ASSIGNMENT: Even where a line looks wrong, copy it exactly and include every entry.

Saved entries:
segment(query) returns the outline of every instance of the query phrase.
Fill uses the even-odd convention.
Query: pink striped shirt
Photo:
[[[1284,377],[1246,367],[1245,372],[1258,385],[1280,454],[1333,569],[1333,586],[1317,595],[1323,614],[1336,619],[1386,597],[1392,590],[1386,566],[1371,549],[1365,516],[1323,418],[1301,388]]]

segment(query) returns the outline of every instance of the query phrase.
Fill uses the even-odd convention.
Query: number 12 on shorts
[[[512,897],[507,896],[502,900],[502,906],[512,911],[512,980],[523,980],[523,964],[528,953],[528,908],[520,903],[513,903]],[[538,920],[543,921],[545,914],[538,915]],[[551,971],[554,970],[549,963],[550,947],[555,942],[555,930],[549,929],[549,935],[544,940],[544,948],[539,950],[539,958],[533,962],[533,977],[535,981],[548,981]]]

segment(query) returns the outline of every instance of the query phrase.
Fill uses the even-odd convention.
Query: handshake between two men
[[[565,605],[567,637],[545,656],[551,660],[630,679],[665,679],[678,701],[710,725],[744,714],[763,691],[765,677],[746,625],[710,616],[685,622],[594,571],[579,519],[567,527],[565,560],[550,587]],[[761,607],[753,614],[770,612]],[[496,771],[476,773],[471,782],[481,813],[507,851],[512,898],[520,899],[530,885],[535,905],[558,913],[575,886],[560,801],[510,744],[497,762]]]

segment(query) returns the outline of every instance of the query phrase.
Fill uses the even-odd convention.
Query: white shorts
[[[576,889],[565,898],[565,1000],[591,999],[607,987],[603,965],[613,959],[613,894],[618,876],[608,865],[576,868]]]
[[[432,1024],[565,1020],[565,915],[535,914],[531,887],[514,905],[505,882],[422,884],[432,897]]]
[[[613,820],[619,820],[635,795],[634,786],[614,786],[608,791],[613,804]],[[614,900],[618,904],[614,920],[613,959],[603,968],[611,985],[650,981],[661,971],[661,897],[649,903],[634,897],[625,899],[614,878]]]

WRITTEN ANSWER:
segment(query) returns the outline of every instance of the query phrase.
Fill uses the even-odd convention.
Query: pink striped shirt
Photo:
[[[1284,377],[1246,367],[1245,372],[1258,385],[1280,454],[1333,569],[1333,586],[1317,595],[1323,614],[1336,619],[1386,597],[1392,590],[1386,566],[1371,549],[1365,516],[1323,418],[1301,388]]]

segment(query) returns the outline of every instance of the query phrase.
Fill uses the even-odd convention.
Query: number 12 on shorts
[[[512,897],[507,896],[502,900],[502,906],[512,911],[512,980],[523,980],[523,964],[528,953],[528,908],[520,903],[513,903]],[[538,920],[543,921],[545,914],[538,915]],[[551,971],[554,970],[549,963],[550,947],[555,942],[555,930],[549,929],[549,935],[544,940],[544,948],[539,950],[539,958],[533,962],[533,977],[535,981],[548,981]]]

segment(query) returns the outline of every instance of the query phrase.
Fill uses the even-odd convention.
Query: handshake between two men
[[[565,605],[567,637],[545,656],[551,660],[630,679],[665,679],[678,701],[710,725],[744,714],[763,691],[765,677],[746,625],[710,616],[685,622],[594,571],[579,519],[567,527],[565,560],[550,587]],[[761,607],[753,614],[770,612]],[[496,771],[476,773],[471,782],[481,813],[507,851],[512,898],[520,899],[530,885],[535,905],[558,913],[575,886],[560,801],[510,744],[497,762]]]

segment(query) returns the outline of every instance of the query phrase.
Fill uses the even-odd convention.
Query: white shorts
[[[576,889],[565,898],[565,1000],[591,999],[607,987],[603,965],[613,959],[613,894],[618,876],[608,865],[576,868]]]
[[[432,1024],[565,1020],[565,915],[535,914],[531,887],[514,905],[505,882],[422,884],[432,897]]]
[[[613,820],[619,820],[635,795],[634,786],[614,786],[608,791],[613,804]],[[614,900],[618,904],[614,920],[613,959],[603,968],[611,985],[650,981],[661,971],[661,897],[649,903],[634,897],[625,899],[614,878]]]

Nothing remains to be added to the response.